- **What to do**
Scan the records below, and wherever a line has the word "race", pull it out.

--------

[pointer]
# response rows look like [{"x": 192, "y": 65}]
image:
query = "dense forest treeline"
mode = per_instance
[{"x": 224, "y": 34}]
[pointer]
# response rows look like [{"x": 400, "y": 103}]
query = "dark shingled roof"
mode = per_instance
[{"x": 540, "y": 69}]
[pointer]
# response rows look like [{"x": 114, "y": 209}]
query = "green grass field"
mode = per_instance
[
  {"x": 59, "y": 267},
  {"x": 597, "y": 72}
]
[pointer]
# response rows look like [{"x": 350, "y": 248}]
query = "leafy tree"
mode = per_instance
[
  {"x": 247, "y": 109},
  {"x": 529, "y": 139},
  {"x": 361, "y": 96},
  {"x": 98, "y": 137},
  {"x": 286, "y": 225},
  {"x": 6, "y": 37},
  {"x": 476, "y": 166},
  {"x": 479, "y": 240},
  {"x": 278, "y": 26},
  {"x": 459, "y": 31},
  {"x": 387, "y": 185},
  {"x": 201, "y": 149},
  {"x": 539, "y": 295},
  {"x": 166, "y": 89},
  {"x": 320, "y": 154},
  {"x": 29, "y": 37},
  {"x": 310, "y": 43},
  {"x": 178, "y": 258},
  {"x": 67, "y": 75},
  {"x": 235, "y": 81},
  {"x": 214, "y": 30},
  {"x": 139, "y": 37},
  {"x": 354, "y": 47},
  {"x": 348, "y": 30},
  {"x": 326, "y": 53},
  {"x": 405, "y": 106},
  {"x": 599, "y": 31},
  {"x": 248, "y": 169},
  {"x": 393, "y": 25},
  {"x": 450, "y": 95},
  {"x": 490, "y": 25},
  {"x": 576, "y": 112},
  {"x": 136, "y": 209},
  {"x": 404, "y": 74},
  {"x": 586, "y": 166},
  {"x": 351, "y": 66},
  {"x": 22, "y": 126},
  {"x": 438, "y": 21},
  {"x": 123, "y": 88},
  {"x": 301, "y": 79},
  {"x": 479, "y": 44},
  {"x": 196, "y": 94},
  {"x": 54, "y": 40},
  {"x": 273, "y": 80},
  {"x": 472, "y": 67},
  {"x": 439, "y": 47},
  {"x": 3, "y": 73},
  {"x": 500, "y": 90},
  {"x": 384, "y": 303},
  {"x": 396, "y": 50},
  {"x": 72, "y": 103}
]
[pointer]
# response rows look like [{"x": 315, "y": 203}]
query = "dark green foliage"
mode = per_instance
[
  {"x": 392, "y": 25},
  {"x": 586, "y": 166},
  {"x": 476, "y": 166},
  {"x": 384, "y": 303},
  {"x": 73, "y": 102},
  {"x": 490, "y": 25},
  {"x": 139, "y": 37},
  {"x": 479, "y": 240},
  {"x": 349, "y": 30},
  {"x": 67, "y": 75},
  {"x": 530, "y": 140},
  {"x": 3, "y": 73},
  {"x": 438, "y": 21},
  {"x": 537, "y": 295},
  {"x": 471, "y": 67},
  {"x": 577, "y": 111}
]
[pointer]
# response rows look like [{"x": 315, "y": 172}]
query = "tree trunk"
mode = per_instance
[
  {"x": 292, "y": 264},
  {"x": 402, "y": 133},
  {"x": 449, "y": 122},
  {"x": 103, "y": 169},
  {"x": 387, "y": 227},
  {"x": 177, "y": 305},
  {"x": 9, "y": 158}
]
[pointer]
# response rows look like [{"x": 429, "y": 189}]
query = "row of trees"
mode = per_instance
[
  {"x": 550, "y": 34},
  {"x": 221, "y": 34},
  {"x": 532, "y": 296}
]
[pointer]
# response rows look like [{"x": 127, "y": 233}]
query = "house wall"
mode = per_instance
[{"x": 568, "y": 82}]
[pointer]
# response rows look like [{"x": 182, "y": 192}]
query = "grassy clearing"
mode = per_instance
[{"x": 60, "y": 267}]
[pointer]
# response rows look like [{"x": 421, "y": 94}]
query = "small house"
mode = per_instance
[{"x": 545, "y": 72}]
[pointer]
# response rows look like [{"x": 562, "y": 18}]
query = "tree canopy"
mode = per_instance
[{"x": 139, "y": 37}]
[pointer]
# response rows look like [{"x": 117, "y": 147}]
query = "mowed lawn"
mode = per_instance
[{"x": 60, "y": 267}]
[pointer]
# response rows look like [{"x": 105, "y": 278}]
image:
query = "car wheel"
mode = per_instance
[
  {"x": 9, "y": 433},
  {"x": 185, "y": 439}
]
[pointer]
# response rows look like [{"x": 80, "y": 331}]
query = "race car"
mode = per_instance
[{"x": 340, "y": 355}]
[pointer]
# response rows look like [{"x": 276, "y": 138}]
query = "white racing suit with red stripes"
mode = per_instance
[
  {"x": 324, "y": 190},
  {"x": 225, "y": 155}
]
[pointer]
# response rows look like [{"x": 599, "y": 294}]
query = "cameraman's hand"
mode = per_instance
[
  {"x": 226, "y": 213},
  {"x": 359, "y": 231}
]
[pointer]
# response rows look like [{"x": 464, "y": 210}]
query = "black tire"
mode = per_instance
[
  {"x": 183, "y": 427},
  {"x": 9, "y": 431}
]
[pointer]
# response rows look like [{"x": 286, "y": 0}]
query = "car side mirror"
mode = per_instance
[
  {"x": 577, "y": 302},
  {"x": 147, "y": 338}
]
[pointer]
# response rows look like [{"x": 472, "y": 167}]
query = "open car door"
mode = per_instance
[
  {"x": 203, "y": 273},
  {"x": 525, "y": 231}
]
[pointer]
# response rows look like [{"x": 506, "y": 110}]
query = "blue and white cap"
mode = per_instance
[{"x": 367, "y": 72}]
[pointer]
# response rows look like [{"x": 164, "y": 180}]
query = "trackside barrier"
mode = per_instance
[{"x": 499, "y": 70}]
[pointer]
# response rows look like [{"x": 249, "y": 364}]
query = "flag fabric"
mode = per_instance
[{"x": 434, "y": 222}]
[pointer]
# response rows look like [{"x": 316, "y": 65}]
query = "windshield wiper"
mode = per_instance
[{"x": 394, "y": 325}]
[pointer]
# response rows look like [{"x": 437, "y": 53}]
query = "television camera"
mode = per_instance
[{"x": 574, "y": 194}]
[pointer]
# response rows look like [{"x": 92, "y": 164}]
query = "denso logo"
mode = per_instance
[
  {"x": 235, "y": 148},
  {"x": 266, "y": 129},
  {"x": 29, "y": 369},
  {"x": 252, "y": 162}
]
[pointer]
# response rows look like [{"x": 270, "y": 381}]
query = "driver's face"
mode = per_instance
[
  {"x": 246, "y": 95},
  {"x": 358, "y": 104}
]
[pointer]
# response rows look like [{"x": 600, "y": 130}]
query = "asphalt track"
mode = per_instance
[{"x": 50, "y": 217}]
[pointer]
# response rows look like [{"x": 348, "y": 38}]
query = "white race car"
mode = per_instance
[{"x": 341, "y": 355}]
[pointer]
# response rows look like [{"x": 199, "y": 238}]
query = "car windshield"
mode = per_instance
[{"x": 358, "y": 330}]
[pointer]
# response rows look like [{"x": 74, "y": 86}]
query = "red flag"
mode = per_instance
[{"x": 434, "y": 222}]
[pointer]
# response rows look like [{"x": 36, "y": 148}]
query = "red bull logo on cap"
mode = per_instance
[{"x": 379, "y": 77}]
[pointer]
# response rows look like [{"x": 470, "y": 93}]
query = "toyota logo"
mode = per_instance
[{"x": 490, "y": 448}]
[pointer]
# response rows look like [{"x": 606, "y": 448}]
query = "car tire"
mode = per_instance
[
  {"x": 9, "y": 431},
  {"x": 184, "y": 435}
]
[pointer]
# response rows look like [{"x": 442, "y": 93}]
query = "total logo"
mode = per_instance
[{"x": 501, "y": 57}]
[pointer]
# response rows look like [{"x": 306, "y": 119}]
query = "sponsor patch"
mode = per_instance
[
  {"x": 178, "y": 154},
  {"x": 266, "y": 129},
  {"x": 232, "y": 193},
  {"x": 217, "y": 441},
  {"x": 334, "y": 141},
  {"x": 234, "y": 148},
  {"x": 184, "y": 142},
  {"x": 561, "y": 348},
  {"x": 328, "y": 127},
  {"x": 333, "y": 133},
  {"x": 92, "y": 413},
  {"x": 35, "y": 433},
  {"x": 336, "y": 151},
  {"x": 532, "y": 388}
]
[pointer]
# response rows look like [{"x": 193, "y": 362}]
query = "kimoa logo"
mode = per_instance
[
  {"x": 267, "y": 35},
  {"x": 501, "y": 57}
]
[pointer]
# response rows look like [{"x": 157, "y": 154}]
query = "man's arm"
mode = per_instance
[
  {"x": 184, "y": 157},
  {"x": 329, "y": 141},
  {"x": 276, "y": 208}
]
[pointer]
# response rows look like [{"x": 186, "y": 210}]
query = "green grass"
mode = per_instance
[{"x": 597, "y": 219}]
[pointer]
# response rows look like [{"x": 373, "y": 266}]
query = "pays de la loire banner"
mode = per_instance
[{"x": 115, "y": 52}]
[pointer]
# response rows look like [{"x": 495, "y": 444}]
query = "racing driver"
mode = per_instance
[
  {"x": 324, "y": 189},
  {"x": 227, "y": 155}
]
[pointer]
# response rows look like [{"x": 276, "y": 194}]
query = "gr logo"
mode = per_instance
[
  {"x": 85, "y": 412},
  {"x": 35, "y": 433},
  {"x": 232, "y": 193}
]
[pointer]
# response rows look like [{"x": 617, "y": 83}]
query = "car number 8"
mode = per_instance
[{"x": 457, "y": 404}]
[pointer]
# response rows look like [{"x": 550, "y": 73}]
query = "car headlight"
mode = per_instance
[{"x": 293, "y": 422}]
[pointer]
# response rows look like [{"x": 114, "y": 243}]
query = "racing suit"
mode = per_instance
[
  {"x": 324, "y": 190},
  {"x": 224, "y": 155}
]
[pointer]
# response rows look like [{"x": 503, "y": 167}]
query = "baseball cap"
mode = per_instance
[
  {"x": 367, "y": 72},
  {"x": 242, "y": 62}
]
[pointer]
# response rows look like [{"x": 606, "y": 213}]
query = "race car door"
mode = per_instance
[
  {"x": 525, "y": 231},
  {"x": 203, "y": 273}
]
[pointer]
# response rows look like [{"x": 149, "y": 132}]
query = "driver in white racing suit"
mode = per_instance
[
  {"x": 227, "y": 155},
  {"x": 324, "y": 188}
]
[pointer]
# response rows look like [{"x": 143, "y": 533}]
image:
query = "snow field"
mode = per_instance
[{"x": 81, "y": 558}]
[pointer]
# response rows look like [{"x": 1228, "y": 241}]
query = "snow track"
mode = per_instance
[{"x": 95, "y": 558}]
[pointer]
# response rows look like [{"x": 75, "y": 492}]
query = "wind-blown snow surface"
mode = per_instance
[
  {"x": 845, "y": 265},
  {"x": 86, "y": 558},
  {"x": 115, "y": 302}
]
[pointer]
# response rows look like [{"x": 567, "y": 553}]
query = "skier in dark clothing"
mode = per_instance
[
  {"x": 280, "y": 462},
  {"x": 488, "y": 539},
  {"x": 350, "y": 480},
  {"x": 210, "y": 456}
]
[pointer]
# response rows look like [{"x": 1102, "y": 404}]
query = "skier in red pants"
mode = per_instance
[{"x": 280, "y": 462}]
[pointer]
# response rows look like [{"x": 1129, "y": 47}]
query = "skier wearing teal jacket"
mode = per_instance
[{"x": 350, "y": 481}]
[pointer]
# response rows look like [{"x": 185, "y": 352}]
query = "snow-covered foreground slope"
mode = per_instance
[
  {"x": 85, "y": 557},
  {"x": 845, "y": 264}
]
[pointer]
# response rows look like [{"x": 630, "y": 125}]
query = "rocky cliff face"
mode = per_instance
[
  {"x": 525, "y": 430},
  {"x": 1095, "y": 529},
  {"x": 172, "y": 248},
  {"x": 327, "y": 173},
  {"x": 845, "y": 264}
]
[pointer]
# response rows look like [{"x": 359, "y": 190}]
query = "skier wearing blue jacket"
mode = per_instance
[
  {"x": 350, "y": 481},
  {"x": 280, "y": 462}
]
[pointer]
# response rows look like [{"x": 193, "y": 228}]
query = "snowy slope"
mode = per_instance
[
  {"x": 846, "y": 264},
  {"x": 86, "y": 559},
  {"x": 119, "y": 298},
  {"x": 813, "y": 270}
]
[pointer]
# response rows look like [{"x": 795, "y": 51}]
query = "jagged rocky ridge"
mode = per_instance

--------

- **Exercise answer**
query = "race car"
query = "white race car"
query = "race car door"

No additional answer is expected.